Photo object pointing entries:

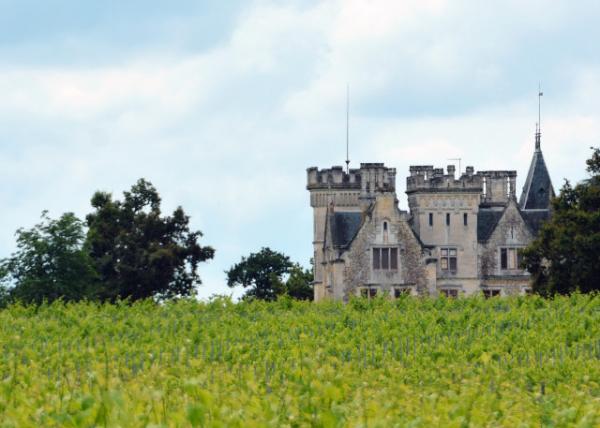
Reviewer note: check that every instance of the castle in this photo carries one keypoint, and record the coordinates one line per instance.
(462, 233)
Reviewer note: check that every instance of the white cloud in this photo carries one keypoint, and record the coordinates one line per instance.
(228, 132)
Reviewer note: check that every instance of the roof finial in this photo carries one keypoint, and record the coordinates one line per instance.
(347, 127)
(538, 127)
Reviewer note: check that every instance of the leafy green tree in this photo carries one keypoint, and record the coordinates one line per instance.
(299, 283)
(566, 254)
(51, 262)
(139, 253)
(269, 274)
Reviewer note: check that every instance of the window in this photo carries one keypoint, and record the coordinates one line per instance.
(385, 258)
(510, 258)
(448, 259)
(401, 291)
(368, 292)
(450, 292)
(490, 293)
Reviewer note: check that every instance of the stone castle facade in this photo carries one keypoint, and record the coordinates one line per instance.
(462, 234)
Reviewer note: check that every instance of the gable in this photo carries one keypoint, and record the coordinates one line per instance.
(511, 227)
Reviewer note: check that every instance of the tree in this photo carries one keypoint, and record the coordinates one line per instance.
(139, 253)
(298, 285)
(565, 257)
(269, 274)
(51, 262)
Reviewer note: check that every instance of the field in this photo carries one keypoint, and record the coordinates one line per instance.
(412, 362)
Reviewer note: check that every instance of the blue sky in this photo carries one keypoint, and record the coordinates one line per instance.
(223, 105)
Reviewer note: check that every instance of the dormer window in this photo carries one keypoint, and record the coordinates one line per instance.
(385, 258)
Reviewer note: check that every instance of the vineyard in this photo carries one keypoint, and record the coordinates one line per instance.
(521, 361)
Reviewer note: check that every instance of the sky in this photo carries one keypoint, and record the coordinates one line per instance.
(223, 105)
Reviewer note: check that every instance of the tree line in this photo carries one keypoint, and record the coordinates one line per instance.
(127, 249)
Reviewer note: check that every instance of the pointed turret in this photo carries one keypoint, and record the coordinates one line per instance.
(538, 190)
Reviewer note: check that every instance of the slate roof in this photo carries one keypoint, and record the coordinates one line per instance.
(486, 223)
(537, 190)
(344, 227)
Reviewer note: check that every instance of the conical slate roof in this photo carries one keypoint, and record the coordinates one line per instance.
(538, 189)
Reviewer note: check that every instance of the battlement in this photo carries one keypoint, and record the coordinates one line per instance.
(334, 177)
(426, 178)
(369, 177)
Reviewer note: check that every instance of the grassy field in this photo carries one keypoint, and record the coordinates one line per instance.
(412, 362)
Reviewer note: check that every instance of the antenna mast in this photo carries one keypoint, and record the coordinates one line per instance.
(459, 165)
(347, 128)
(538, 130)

* * *

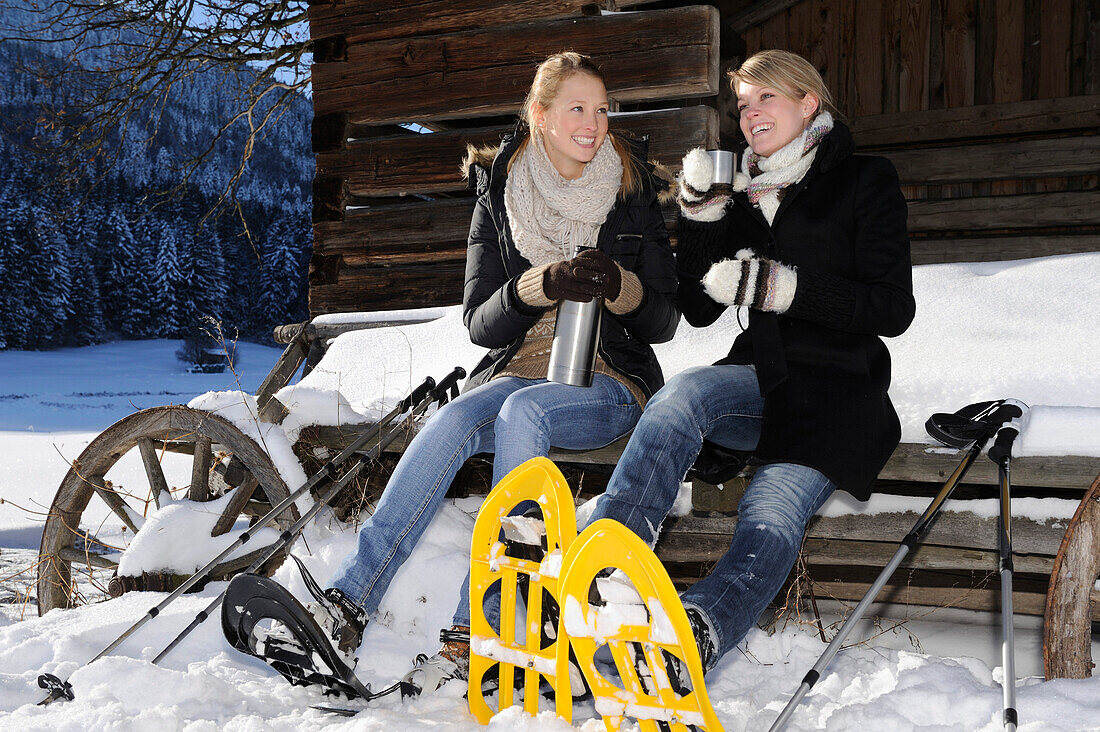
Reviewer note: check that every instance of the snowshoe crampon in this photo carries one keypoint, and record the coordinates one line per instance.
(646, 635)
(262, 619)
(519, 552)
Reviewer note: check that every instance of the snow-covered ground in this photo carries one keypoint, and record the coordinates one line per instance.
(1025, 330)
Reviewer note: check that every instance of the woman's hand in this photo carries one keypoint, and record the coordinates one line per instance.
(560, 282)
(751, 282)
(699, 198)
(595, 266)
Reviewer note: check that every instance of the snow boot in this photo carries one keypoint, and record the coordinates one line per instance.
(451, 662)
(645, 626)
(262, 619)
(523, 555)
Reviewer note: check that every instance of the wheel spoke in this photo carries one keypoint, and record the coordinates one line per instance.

* Set problem *
Quote the entries word for word, starting with the line that contains "Reviewer note: check that every instance of the snow-covered" and ending with the line that contains "Reviewer note: check that every instance of the wheel", both lines included.

* Worked solution *
Reviewer note: check that every instance of the snow-covered ground in this photo carries one keypoint, and record the coordinates one line per instance.
(1025, 330)
Reviewer note: check that every instance of the woman's hand in this photo carries one keypoint, and record the coordinates one line per instance.
(560, 282)
(751, 282)
(699, 198)
(595, 266)
Reviewer note: check that every instance of the snow boot in this photo carries one keypoint, and record the coordinates one line per instance.
(451, 662)
(645, 626)
(262, 619)
(523, 555)
Reviewer note: check that every instance of the wheel spoke in this photo carries one keypoint, and record the coordinates one line per instance.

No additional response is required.